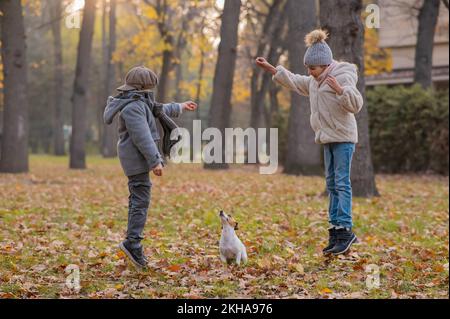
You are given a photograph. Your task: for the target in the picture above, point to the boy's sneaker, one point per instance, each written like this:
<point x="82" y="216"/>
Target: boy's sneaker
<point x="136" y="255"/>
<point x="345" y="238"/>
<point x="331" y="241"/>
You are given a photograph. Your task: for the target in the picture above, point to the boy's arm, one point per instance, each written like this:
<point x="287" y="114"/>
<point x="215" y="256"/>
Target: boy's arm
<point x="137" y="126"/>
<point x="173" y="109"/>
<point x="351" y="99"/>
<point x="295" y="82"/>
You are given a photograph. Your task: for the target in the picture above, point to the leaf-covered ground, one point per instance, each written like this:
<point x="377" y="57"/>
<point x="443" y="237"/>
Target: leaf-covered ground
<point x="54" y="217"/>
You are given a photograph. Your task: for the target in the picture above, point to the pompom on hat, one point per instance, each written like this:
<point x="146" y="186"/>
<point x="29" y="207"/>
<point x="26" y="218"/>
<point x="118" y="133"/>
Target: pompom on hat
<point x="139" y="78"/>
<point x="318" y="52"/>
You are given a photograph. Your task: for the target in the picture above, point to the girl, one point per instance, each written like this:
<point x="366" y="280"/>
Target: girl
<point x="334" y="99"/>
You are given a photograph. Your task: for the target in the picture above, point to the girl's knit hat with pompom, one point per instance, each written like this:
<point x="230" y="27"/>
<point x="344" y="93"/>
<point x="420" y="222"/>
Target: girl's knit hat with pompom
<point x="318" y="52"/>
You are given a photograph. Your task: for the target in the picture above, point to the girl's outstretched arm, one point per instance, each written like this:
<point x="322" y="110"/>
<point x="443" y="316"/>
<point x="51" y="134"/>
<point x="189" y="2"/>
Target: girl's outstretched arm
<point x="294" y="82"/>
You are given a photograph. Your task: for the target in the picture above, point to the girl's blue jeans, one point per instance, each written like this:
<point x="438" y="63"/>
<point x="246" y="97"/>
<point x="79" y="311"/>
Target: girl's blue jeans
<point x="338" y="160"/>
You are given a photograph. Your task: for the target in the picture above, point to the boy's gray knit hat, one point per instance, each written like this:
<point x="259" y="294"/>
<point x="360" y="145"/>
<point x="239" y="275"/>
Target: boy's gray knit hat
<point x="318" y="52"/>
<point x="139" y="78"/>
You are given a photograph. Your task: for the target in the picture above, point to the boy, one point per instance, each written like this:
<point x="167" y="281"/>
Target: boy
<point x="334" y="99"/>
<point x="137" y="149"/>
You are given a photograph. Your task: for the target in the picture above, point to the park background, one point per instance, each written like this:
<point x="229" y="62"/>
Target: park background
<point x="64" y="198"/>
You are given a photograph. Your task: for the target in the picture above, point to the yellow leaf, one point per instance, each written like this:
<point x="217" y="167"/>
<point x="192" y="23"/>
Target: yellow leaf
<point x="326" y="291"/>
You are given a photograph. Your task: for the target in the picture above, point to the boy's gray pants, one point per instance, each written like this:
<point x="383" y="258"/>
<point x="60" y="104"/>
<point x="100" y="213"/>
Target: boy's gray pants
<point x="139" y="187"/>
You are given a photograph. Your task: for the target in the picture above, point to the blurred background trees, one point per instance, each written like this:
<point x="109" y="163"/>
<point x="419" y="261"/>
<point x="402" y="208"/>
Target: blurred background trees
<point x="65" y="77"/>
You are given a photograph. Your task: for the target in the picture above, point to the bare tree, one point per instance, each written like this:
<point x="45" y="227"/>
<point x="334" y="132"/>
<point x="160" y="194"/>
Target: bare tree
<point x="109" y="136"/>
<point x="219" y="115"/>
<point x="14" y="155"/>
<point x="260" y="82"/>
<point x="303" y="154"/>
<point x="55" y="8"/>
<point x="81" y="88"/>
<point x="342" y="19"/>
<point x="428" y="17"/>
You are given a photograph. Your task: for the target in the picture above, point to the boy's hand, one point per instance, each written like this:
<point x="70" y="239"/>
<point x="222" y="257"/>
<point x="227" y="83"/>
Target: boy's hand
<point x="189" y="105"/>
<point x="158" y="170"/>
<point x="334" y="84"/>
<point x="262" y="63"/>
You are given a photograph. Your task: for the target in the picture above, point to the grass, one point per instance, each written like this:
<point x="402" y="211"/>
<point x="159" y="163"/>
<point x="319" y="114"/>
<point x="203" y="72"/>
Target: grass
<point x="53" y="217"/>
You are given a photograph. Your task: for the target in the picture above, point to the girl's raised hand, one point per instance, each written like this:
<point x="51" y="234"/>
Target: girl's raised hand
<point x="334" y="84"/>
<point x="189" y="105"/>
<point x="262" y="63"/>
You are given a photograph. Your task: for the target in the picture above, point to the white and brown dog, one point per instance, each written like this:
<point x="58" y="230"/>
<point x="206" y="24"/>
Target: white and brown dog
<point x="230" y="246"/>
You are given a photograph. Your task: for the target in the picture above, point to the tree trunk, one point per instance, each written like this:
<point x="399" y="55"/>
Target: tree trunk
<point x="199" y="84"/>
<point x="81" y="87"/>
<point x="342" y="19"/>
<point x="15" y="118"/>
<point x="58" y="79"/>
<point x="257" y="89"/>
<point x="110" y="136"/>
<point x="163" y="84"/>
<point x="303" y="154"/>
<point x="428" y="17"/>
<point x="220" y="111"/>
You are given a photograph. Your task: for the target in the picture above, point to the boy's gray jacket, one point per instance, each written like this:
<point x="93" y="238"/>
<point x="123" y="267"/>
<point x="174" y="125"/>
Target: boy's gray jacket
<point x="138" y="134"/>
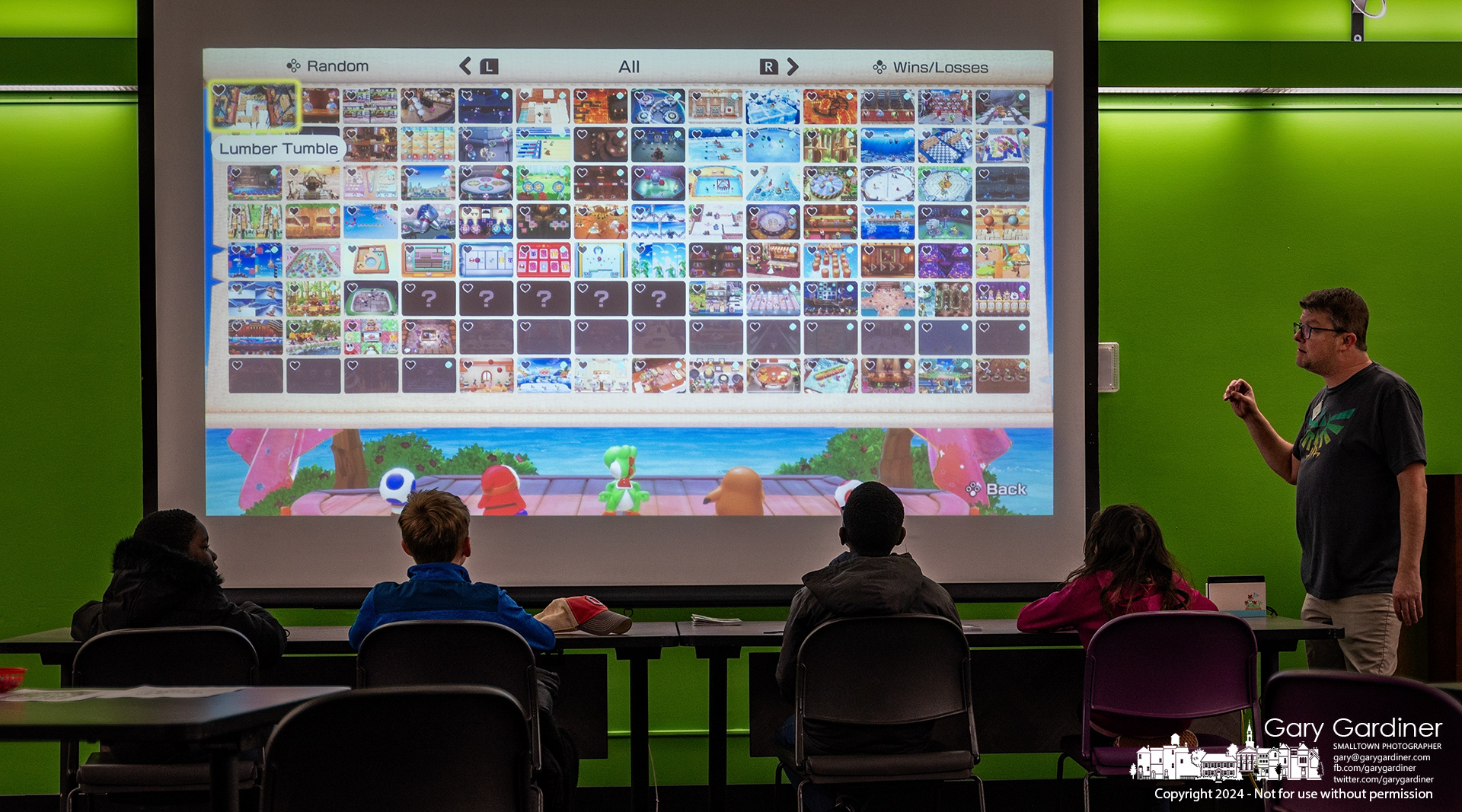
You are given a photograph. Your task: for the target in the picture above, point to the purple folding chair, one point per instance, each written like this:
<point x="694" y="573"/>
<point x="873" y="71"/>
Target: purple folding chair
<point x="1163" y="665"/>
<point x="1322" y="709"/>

Exercise prompt:
Would you please copy the listing exactly, omitting every picture?

Result of this task:
You are given a photograph. Your task: for the target in the picture above, point to the boy's sneaker, one point per instance, each written like this:
<point x="82" y="216"/>
Target: boy's sneaker
<point x="136" y="255"/>
<point x="345" y="238"/>
<point x="331" y="241"/>
You are given a photograph. Your task: for the target in the picture above, point to the boy's arm, one point per instance, each written like this:
<point x="287" y="114"/>
<point x="215" y="256"/>
Target: boy's arm
<point x="137" y="126"/>
<point x="173" y="109"/>
<point x="351" y="99"/>
<point x="295" y="82"/>
You are given a photograph. Your task: for the target in the picture above, point to the leaf-covered ground, one point per instance, each written like this:
<point x="377" y="57"/>
<point x="443" y="237"/>
Target: leaf-covered ground
<point x="54" y="217"/>
You are given a photograph. Your task: for the target in the picture above, point to the pompom on hat, one point per instance, each written like this:
<point x="146" y="186"/>
<point x="29" y="207"/>
<point x="26" y="218"/>
<point x="118" y="133"/>
Target: pompom on hat
<point x="139" y="78"/>
<point x="318" y="52"/>
You are given a photograph. Your task: for the target in the picture above, point to the girl, one point per instance, each written like this:
<point x="366" y="280"/>
Target: girl
<point x="334" y="99"/>
You are given a photograph. Your task: for the target in the picture above, point to the girl's knit hat with pompom, one point per instance, each written like this:
<point x="230" y="27"/>
<point x="344" y="93"/>
<point x="420" y="222"/>
Target: girl's knit hat with pompom
<point x="318" y="52"/>
You are given a photograph. Your task: for the target in the picture above, point to the girl's outstretched arm, one point per instance, each written like this:
<point x="322" y="110"/>
<point x="443" y="316"/>
<point x="51" y="134"/>
<point x="189" y="2"/>
Target: girl's outstretched arm
<point x="294" y="82"/>
You are given a photograph. Your task: for the target in the picture above, point to the girl's blue jeans, one point per instance, each written like this:
<point x="438" y="63"/>
<point x="246" y="97"/>
<point x="79" y="311"/>
Target: girl's blue jeans
<point x="338" y="160"/>
You are given a photograph. Your task: for the target in the picture above, point to the boy's gray knit hat, one point per instance, each written like this:
<point x="259" y="294"/>
<point x="360" y="145"/>
<point x="239" y="275"/>
Target: boy's gray knit hat
<point x="318" y="52"/>
<point x="139" y="78"/>
You are given a photograph. Your task: for the target in the picture above, point to the boy, one point per instance, each written like this:
<point x="167" y="281"/>
Target: boy
<point x="334" y="99"/>
<point x="137" y="149"/>
You are given a photograph. Your task: for the target in the picture above, point to the park background, one point per instance, each written like this:
<point x="229" y="62"/>
Target: park background
<point x="64" y="198"/>
You are given a photograph. Your task: for the target in the picture above, point to the yellow leaf, one point per instance, each written like this:
<point x="217" y="167"/>
<point x="192" y="23"/>
Target: yellow leaf
<point x="326" y="291"/>
You are given a photograph. Your task: for the target in the picture above, point to the boy's gray pants, one point per instance, each written like this:
<point x="383" y="258"/>
<point x="60" y="104"/>
<point x="100" y="213"/>
Target: boy's gray pants
<point x="139" y="187"/>
You are given a photograph. Your task: for the target in the picture above, point to the blurred background trees, one point per instance, each written like this:
<point x="109" y="163"/>
<point x="419" y="261"/>
<point x="402" y="208"/>
Target: blurred background trees
<point x="65" y="77"/>
You are given a photograph. Your task: for the target in the picture above, point to the bare tree, one point per instance, each written like this:
<point x="45" y="227"/>
<point x="334" y="132"/>
<point x="160" y="194"/>
Target: bare tree
<point x="109" y="136"/>
<point x="219" y="115"/>
<point x="14" y="155"/>
<point x="260" y="82"/>
<point x="303" y="154"/>
<point x="55" y="8"/>
<point x="81" y="88"/>
<point x="342" y="19"/>
<point x="428" y="17"/>
You are given a photograph. Your task: for the target in the picture above, point to the boy's hand, one point per instance, each written like this:
<point x="70" y="239"/>
<point x="222" y="257"/>
<point x="227" y="83"/>
Target: boy's hand
<point x="189" y="105"/>
<point x="158" y="170"/>
<point x="334" y="84"/>
<point x="262" y="63"/>
You are given a photograph. Your task: for the target in the picture above, point to the grass, one point per instance, each written like this:
<point x="402" y="211"/>
<point x="159" y="163"/>
<point x="319" y="114"/>
<point x="203" y="72"/>
Target: grass
<point x="53" y="217"/>
You are given a photograph. Your task: for the target in the picture above, point to the girl's raised hand, one point per instance, each written like this:
<point x="51" y="234"/>
Target: girl's raised hand
<point x="334" y="84"/>
<point x="189" y="105"/>
<point x="262" y="63"/>
You are given a photograph. Your task: for the target in the picture above, point to the white and brown dog, one point per instance, each written like this:
<point x="58" y="230"/>
<point x="206" y="24"/>
Target: white and brown dog
<point x="230" y="246"/>
You are given a photograph. Your task: for the target in the picture above, point to the tree trunk, one point per instance, each written like this:
<point x="399" y="55"/>
Target: tree trunk
<point x="199" y="84"/>
<point x="81" y="87"/>
<point x="342" y="19"/>
<point x="15" y="118"/>
<point x="58" y="79"/>
<point x="257" y="89"/>
<point x="110" y="136"/>
<point x="163" y="84"/>
<point x="303" y="154"/>
<point x="428" y="17"/>
<point x="220" y="111"/>
You are given a photograph. Your task: for the target in the picture above, point to the boy's gray jacket, one point per instance, each written like this:
<point x="93" y="238"/>
<point x="123" y="267"/>
<point x="174" y="125"/>
Target: boy's gray jacket
<point x="138" y="134"/>
You are given a photograph. Your task: for the target in the picture above, point to the purple folding chair, one point per instance, each written like this:
<point x="694" y="573"/>
<point x="873" y="71"/>
Target: purple folding chair
<point x="1163" y="665"/>
<point x="1322" y="709"/>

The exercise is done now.